* Texto de la página *
****
Lo primero sería, supongo, justificar la dilatada ausencia del humilde creador de este blog en el mismo, pues se hace fácil pensar –y me incluyo entre los malpensadores– al encontrar un blog abandonado durante tantas semanas que el autor se ha cansado de él encontrando algo mejor que hacer o que la razó, que dirían los compadres troveros de Occitania, o motivo de existir se ha esfumado o ha menguado tanto que ya no le compensa el seguir con esto de darle a las teclas a través de un blog. Ni uno ni lo otro, que nadie se asuste, tan sólo ha ocurrido que la profesión de uno (que en el fondo es la que le da de comer y la pecunia todo lo puede) lo ha tenido atrapado de más durante dos meses y pico y alejado de plumas y tinteros digitales. Lo segundo, ergo, que sea pedir disculpas por ello.
Recalando ahora por feudo de novedades me temo que tampoco tengo muchas ni buenas que ofrecer. Por supuesto pese al mayor número de horas de trabajo remunerado he conseguido robar de aquí y allá algo de tiempo para seguir con el paso a limpio de la novela, y en el momento de escribir este artículo se va agotando ya el capítulo VIII y el IX teme ya por lo que pueda durar. Según el primer calendario que me propuse (¿pero quién llega a seguir en verdad un calendario?) la cosa debería andar ya por el capítulo XIV o XV así que por desgracia (mi bienestar financiero seguramente opinará de otro modo) el paso a limpio y versión final se retrasarán al menos un par de meses. No obstante ya estoy otra vez ávido de letras, así que algo de suerte mediante creo que seré capaz de mantener un buen ritmo de aquí al verano y durante éste, esperando dejarlo todo más que finiquitado para el equinoccio de otoño. Título incluido, ya que si bien es lo último que se pone siempre va surgiendo alguno mientras se escribe y, por el momento, para un humilde autor sigue siendo res incognita. Mi querida revisora se ve capaz de ponerle uno cuando acabe de leerlo y suelen dársele bien estas cosas, así que de momento no me preocupa.
****
* Datos *

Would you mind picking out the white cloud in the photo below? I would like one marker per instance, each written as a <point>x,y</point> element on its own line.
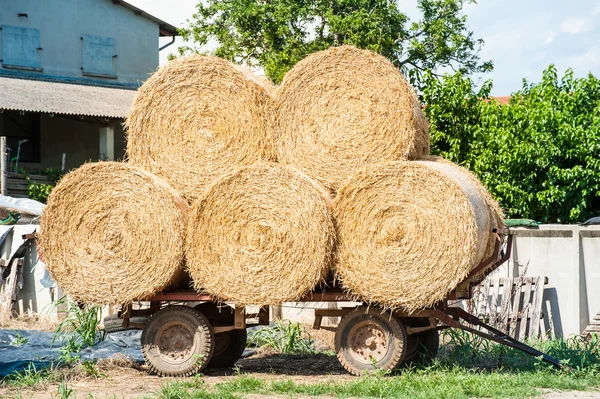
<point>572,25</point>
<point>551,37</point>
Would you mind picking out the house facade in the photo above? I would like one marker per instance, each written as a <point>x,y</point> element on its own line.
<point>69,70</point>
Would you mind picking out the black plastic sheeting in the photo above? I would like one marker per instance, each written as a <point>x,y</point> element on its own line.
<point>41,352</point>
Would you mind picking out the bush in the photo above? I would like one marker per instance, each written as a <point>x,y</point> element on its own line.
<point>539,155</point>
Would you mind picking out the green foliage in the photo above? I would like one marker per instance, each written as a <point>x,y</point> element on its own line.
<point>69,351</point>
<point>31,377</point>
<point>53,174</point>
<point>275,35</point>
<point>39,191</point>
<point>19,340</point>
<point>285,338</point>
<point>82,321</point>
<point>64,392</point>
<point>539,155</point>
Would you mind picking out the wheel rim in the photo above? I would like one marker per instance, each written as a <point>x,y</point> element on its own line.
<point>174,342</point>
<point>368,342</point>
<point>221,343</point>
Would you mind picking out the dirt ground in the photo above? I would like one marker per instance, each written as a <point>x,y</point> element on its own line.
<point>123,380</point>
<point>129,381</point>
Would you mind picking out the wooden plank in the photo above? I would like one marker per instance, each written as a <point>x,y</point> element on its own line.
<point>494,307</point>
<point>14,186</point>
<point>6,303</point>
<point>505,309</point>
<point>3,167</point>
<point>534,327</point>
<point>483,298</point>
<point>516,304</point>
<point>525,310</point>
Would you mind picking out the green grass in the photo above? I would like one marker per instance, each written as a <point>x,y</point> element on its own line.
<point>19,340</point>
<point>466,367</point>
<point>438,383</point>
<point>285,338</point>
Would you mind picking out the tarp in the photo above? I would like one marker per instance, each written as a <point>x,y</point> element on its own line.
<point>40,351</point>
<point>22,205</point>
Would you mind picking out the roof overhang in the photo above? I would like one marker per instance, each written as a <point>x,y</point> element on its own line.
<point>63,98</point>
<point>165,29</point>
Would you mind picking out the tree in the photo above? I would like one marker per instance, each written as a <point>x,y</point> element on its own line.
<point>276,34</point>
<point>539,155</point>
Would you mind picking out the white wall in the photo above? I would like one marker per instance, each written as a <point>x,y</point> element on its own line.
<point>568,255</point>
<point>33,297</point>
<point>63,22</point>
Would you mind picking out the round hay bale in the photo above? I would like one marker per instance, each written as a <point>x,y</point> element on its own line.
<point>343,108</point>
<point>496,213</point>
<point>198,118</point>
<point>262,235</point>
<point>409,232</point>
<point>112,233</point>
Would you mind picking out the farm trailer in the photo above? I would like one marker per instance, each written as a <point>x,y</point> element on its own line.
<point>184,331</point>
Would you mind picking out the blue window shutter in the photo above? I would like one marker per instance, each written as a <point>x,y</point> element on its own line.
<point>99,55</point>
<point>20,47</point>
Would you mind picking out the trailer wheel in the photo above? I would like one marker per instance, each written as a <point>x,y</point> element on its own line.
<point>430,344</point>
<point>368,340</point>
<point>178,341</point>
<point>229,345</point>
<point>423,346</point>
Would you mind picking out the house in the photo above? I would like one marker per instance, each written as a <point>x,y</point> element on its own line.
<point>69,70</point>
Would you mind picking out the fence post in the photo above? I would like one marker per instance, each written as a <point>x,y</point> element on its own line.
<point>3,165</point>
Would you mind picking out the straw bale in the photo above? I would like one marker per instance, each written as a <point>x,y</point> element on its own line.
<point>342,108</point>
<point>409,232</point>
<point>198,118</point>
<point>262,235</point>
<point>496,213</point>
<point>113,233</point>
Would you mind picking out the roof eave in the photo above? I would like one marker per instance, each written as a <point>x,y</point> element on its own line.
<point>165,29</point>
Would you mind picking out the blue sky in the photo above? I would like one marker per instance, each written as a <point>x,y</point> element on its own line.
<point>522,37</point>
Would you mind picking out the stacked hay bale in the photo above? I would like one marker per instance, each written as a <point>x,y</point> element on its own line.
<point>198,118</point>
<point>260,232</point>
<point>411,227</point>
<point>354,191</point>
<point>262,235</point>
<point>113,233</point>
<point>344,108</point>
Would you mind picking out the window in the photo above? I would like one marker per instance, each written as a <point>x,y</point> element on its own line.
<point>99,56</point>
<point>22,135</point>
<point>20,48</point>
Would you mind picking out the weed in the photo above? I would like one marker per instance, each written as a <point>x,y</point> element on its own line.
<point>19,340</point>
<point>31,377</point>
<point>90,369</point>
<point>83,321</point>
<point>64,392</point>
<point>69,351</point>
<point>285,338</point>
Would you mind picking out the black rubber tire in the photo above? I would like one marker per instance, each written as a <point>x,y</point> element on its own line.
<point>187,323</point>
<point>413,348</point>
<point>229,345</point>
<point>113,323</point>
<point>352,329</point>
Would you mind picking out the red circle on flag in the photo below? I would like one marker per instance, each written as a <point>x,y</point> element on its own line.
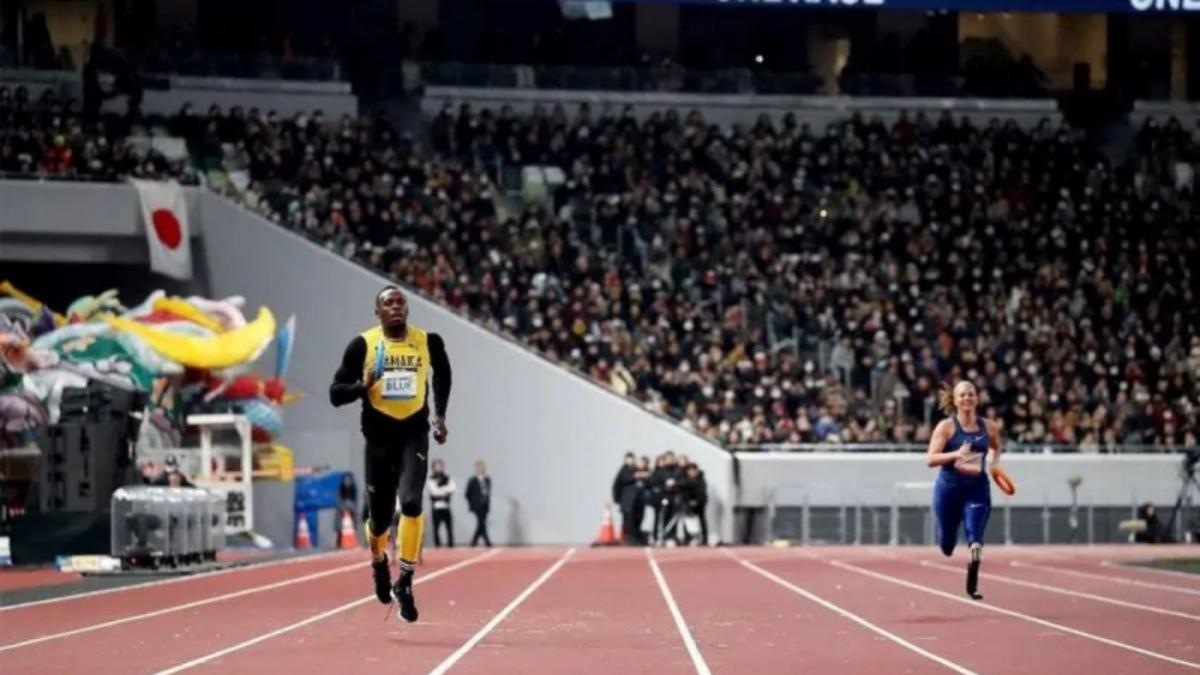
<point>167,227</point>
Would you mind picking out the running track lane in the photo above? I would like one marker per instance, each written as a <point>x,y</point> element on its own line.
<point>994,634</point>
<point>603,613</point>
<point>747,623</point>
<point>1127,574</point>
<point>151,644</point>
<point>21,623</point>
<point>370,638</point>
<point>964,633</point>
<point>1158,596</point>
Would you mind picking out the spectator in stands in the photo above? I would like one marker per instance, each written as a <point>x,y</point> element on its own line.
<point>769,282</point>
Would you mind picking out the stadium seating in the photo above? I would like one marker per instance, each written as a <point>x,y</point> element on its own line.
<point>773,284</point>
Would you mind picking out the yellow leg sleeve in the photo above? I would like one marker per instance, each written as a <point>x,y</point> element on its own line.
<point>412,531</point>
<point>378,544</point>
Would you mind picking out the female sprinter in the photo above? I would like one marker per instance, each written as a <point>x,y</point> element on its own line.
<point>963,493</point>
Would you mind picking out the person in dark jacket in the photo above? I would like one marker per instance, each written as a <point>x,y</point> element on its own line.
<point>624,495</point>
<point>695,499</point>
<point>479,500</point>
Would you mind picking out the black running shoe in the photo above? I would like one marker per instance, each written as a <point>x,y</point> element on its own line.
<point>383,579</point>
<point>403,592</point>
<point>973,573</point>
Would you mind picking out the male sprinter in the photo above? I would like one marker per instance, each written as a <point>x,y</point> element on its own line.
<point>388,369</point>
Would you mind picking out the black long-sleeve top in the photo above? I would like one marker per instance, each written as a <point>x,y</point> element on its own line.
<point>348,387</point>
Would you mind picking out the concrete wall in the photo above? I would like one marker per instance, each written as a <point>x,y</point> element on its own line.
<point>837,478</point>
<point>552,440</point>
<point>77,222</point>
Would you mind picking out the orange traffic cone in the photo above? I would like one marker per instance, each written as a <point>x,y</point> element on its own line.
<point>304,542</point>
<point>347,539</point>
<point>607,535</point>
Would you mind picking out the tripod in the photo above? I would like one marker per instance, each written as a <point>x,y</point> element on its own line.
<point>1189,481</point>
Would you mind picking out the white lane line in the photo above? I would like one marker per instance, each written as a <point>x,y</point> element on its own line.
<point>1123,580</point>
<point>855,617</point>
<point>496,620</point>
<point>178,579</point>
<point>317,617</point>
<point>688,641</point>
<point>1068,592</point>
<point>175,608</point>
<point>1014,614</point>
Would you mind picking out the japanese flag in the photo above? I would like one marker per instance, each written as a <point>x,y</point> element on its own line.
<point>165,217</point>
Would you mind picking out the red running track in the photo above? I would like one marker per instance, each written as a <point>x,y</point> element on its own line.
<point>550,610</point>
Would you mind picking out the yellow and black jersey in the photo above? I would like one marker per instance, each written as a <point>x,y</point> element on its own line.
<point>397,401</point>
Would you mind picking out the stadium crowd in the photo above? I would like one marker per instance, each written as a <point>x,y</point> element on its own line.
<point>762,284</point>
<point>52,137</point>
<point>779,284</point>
****
* Ejercicios propuestos *
A. Responde brevemente según el artículo del blog:
(i) ¿Cuánto tiempo ha tenido el trabajo atrapado al autor?
(ii) ¿Qué capítulo se va agotando al escribir el artículo?
(iii) ¿Para cuándo espera el autor dejarlo todo finiquitado?
B. Transcribe del artículo del blog el fragmento que comienza con "Lo primero sería, supongo, justificar" y continúa hasta "disculpas por ello.".
C. Retoma el artículo del blog desde el punto en que termina.
Las entradas proceden de una fuente distinta.

* Resultados esperados *
A.
(i) Dos meses y pico.
(ii) El capítulo VIII.
(iii) Para el equinoccio de otoño.

B.
Lo primero sería, supongo, justificar la dilatada ausencia del humilde creador de este blog en el mismo, pues se hace fácil pensar –y me incluyo entre los malpensadores– al encontrar un blog abandonado durante tantas semanas que el autor se ha cansado de él encontrando algo mejor que hacer o que la razó, que dirían los compadres troveros de Occitania, o motivo de existir se ha esfumado o ha menguado tanto que ya no le compensa el seguir con esto de darle a las teclas a través de un blog. Ni uno ni lo otro, que nadie se asuste, tan sólo ha ocurrido que la profesión de uno (que en el fondo es la que le da de comer y la pecunia todo lo puede) lo ha tenido atrapado de más durante dos meses y pico y alejado de plumas y tinteros digitales. Lo segundo, ergo, que sea pedir disculpas por ello.

C.
De momento quede como anécdota eso, que pese a haber acabado el primer borrador y en esencia querer cambiar poco de la historia (sólo algunos nombres, personajes y hacer limpieza de «paja» que en el caso de un servidor nunca viene mal) el autor no tiene ni la más remota idea de qué título ponerle a la novela. Ninguno que me satisfaga al menos, ninguno que resulte revelador sin revelar demasiado, que resulte atractivo sin resultar banal, y quizá que se aparte de las construcciones de sustantivos y adjetivos arquetípicos que tanto pululan por el género fantástico o histórico (y no miro a nadie, don G.R.R. «sustantivo+(de)+sustantivo» Martin). Resulta también curioso, ahora que me he puesto de nuevo con la novela tras un parón de varias semanas, fijarse en que el punto en que lo dejé en esta ocasión y en el que lo dejé durante un parón de varios meses cuando empecé con el primer borrador son prácticamente el mismo, la mitad del capítulo VII, como si se tratase de algún tipo de punto de inflexión velado o, al menos, no pretendido. ¿Casualidad? Por qué no, pero no deja de ser curioso.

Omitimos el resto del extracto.